▸ **Things to do**
**a)** Answer these questions from the hierarchical clustering text:
(i) What replaces the two closest points in the dataset once they are put into a cluster?
(ii) What does the dendrogram show?
(iii) What do the numbers along the x-axis of the plotted dendrogram indicate?
**b)** In the hierarchical clustering text, why does the counting loop add 1 to current_count when child_idx is less than n_samples? Explain in one to three sentences.
**c)** Proceed with the hierarchical clustering text from its last line.

▸ **Passage to read**
=-=-=
The two closes points are then put into a “cluster” and replaced in the dataset by a single average spectrum. Then the algorithm looks for the next two closest spectra in this new dataset. That might include the new cluster or not. And so on, until finally the last two remaining clusters have been linked.
The output of this algorithm is a “dendrogram” (think origin of species) that shows how spectra were linked and what their distances were.
First, let’s import the algorithm
from sklearn.cluster import AgglomerativeClustering
We create and fit he model - as have been doing for PLS and LASSO:
model = AgglomerativeClustering(distance_threshold=0, n_clusters=None)
model = model.fit(A)
To plot the dendrogram, I am using one of the code examples from sklearn (with slight modifications). The dendrogram below doesn’t show all clusters but only the ones furthest apart. The number along the x-axis show how many spectra are contained in each cluster point:
from scipy.cluster.hierarchy import dendrogram
def plot_dendrogram(model, **kwargs):
# Create linkage matrix and then plot the dendrogram
# create the counts of samples under each node
counts = np.zeros(model.children_.shape[0])
n_samples = len(model.labels_)
for i, merge in enumerate(model.children_):
current_count = 0
for child_idx in merge:
if child_idx < n_samples:
current_count += 1 # leaf node
else:
current_count += counts[child_idx - n_samples]
counts[i] = current_count
linkage_matrix = np.column_stack([model.children_, model.distances_,
counts]).astype(float)
# Plot the corresponding dendrogram
dendrogram(linkage_matrix, **kwargs)
fig_dendro = plt.figure()
ax = fig_dendro.add_subplot()
plot_dendrogram(model, truncate_mode='level', p=3, ax=ax, leaf_rotation=30)
=-=-=
▸ **Labels for object points**

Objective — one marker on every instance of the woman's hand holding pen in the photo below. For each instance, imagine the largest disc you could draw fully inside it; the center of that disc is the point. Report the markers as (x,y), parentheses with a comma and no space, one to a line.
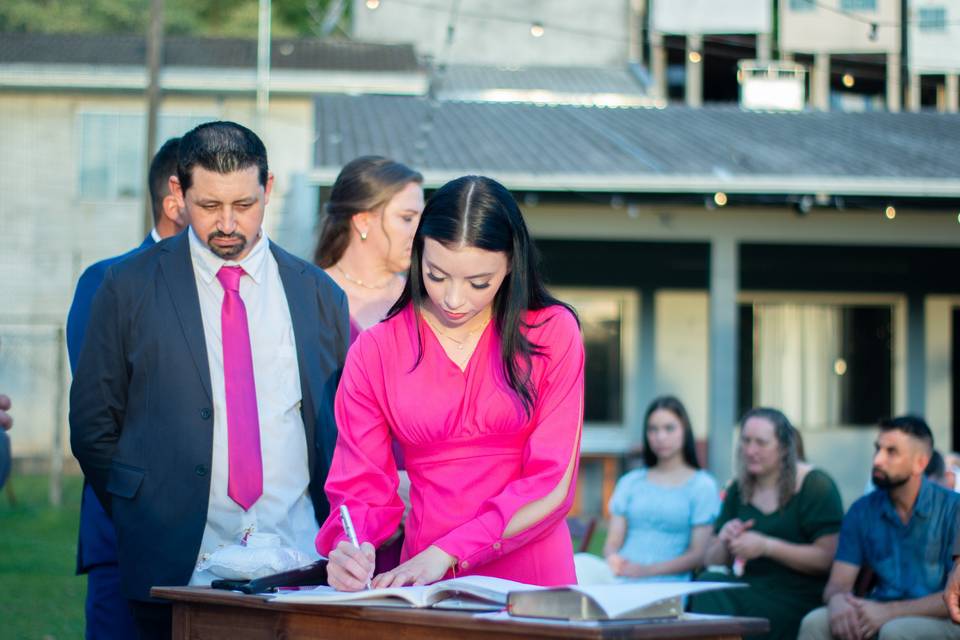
(350,568)
(428,566)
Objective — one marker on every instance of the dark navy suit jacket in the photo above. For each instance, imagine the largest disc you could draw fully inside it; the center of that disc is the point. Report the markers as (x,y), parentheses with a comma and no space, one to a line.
(97,542)
(141,412)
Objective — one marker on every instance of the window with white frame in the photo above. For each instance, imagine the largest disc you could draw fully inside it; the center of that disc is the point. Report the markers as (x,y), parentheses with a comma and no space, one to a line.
(858,5)
(822,363)
(608,321)
(112,158)
(932,18)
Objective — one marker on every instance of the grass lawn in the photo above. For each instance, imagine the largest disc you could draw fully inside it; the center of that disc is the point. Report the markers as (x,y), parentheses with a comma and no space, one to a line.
(42,598)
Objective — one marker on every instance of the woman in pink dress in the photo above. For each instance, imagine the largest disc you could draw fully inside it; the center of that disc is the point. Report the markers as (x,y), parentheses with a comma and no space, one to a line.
(478,373)
(371,216)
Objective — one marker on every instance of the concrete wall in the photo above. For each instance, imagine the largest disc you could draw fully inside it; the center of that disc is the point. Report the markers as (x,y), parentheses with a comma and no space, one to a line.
(50,234)
(497,32)
(711,16)
(935,51)
(821,30)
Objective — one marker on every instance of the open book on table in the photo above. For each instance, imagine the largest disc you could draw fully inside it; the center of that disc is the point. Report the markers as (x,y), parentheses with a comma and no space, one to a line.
(623,601)
(478,593)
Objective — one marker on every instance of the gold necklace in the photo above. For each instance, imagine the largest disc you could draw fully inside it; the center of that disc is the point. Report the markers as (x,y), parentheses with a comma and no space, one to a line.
(361,283)
(461,344)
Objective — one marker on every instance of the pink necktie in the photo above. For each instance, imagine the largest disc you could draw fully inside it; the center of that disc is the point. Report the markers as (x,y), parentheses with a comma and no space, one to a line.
(245,479)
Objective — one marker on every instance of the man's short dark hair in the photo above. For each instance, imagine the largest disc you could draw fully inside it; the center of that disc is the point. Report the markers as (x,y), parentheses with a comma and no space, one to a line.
(223,147)
(913,426)
(163,165)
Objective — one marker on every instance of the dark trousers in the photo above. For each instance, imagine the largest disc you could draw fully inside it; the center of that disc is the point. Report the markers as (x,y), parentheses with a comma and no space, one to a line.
(154,620)
(107,612)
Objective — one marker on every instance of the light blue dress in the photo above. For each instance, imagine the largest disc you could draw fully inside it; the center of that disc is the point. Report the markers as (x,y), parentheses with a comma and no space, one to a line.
(660,518)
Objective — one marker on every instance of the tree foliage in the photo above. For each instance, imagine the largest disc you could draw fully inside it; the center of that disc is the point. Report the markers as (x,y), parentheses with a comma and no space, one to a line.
(224,18)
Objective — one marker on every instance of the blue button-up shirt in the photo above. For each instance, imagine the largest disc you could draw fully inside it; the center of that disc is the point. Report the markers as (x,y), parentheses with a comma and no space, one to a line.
(910,560)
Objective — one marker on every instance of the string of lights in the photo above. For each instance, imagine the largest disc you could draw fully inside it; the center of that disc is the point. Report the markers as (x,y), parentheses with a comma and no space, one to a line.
(538,28)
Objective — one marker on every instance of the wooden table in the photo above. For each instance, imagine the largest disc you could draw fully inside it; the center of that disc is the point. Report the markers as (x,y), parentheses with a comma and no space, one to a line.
(200,613)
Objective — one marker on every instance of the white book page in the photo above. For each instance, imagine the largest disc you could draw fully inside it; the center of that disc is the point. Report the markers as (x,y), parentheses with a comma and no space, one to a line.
(414,596)
(617,599)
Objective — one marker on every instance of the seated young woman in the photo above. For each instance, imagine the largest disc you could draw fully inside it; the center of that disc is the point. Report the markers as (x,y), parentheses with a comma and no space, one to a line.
(661,515)
(477,372)
(777,530)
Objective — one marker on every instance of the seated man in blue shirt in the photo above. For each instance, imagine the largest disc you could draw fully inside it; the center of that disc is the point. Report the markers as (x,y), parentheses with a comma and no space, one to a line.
(904,532)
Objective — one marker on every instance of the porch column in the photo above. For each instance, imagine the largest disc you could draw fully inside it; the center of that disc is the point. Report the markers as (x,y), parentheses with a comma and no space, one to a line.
(820,82)
(724,282)
(694,66)
(952,95)
(658,65)
(916,355)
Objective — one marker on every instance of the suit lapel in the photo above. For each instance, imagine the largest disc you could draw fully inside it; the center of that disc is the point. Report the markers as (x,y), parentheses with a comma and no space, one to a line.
(301,299)
(177,269)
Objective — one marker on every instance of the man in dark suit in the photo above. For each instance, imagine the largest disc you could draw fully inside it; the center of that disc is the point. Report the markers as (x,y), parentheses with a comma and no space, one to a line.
(107,613)
(202,405)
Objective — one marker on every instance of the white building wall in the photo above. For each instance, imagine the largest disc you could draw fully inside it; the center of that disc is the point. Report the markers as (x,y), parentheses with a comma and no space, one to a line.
(935,51)
(682,352)
(822,30)
(497,32)
(50,234)
(711,16)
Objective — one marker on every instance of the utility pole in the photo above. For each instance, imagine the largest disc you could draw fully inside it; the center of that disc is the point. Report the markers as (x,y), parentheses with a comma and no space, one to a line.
(263,65)
(154,57)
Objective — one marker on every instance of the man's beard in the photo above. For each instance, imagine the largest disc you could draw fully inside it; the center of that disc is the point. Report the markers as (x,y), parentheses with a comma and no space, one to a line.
(227,252)
(883,481)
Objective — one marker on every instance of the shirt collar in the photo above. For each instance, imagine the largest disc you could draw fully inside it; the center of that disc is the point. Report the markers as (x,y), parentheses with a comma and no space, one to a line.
(208,263)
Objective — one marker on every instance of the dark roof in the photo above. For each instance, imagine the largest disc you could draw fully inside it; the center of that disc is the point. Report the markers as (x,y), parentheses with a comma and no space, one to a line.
(285,53)
(463,78)
(721,144)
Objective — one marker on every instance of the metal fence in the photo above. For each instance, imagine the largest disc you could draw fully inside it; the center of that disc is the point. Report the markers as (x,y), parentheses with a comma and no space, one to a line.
(34,372)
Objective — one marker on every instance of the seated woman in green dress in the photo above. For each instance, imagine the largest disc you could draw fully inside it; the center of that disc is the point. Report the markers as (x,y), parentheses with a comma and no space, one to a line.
(777,530)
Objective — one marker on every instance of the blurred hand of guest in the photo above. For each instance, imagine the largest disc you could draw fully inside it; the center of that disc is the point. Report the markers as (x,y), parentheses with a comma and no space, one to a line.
(844,620)
(871,614)
(951,593)
(749,545)
(6,420)
(732,529)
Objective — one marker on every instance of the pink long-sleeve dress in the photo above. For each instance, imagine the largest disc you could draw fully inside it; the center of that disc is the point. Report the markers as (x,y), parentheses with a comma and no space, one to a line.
(474,456)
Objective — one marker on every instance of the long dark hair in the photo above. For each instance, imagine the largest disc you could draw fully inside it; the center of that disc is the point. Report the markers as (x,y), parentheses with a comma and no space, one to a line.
(364,184)
(786,436)
(476,211)
(674,406)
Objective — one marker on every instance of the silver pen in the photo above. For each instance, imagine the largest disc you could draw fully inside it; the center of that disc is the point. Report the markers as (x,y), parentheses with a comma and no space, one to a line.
(349,530)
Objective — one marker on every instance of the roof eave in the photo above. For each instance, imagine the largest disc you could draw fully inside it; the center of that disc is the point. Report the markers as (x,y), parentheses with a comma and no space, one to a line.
(873,186)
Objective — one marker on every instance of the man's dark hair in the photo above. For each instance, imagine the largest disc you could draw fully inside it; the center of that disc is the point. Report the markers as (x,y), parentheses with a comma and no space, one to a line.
(913,426)
(163,165)
(222,147)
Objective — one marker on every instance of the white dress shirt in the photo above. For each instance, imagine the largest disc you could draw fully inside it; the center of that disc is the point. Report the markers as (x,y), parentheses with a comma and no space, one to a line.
(285,507)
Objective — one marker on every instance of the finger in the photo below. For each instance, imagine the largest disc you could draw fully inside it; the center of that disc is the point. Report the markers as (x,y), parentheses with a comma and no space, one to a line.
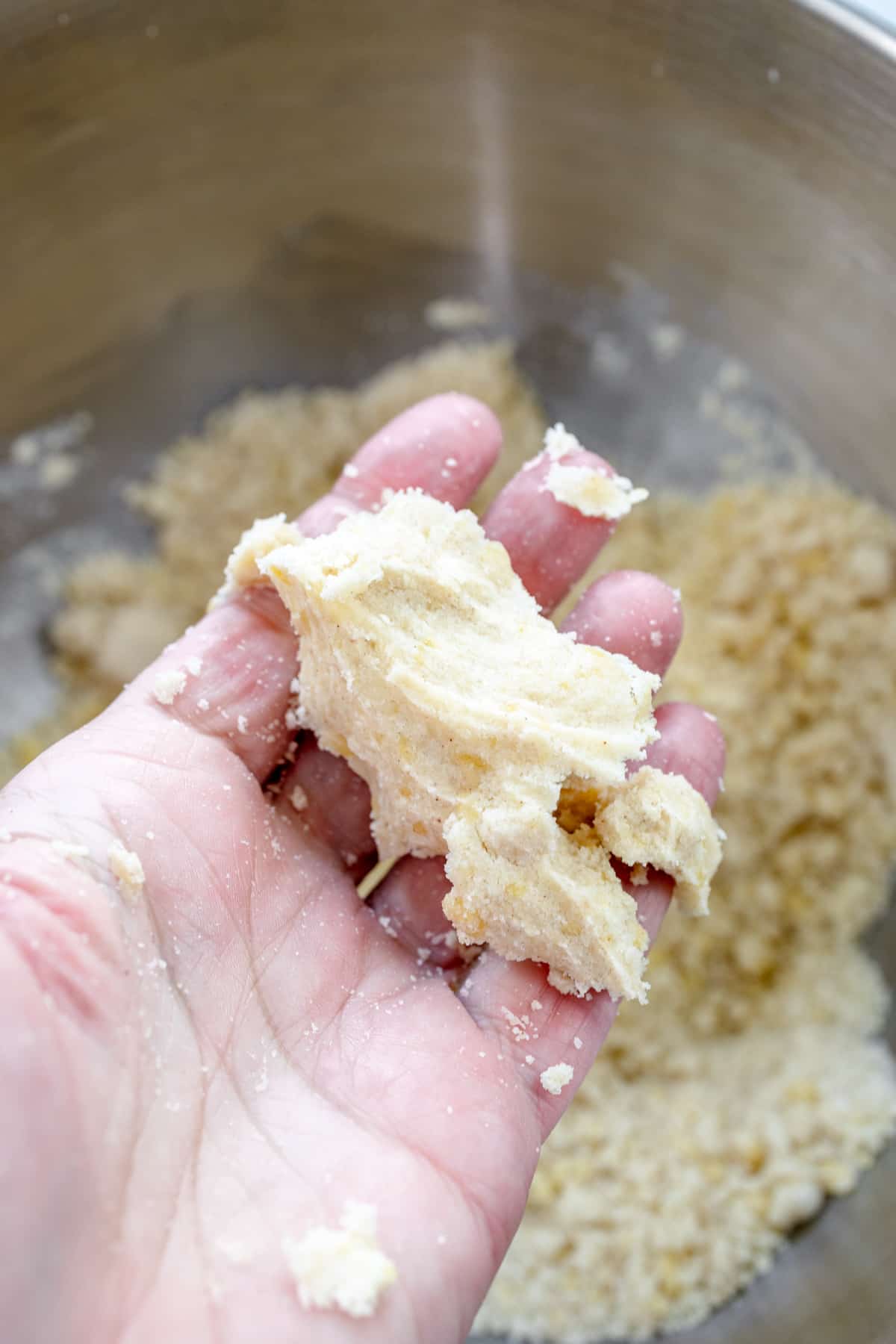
=-=-=
▸ **Final answers**
**a)**
(i) A single average spectrum.
(ii) How the spectra were linked and what their distances were.
(iii) How many spectra are contained in each cluster point.

**b)** The code comment marks a child with an index below n_samples as a leaf node, meaning a single sample, so it counts as one. Any other child is an earlier merge, so the loop adds that merge's stored count, counts[child_idx - n_samples].

**c)**
ax.set_xlabel("Number of points in node (or index of point if no parenthesis).");
ax.set_ylabel("distance");
The dendrogram shows that there are three quite distant clusters (their horizontal bars are quite high up). We can now change the mode to use only 3 clusters and call .fit_predict instead of just .fit to get the cluster number for each spectrum:
model = AgglomerativeClustering(n_clusters=3)
cluster = model.fit_predict(A)
cluster is a 1D vector that is 64x64 elements long and contains 0, 1 or 3 according to the cluster number for each spectrum. We can use this vector and boolean indexing to get the average spectrum for each cluster.
np.unique returns the unique entries in an array. We could have typed those values in by hand, but this way the script still work in case our we change the number of clusters above.
fig = plt.figure()
ax = fig.add_subplot()
for c in np.unique(cluster):
ax.plot(wn, np.mean(A[cluster==c], axis=0), label="{}".format(c))
ax.legend()
ax.set_xlabel("wavenumber")
ax.invert_xaxis()
Since this is an image, we can also show the distribution of clusters as an image. Here, we can use imshow again.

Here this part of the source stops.